*Source material*.
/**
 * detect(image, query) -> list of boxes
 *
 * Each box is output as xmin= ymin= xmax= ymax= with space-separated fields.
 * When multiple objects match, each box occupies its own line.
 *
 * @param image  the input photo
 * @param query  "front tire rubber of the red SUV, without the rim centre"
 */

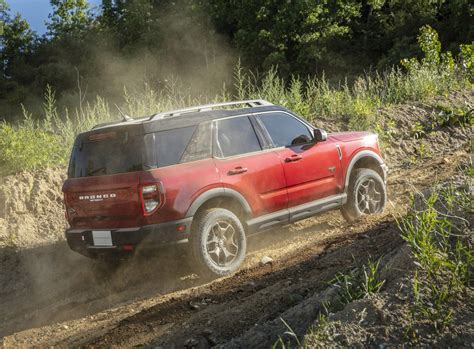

*Work to be completed*.
In the material above, retype exactly the lines that run from the one containing "the input photo" through the last line, and keep out the pictures.

*Exercise output*.
 * @param image  the input photo
 * @param query  "front tire rubber of the red SUV, without the rim centre"
 */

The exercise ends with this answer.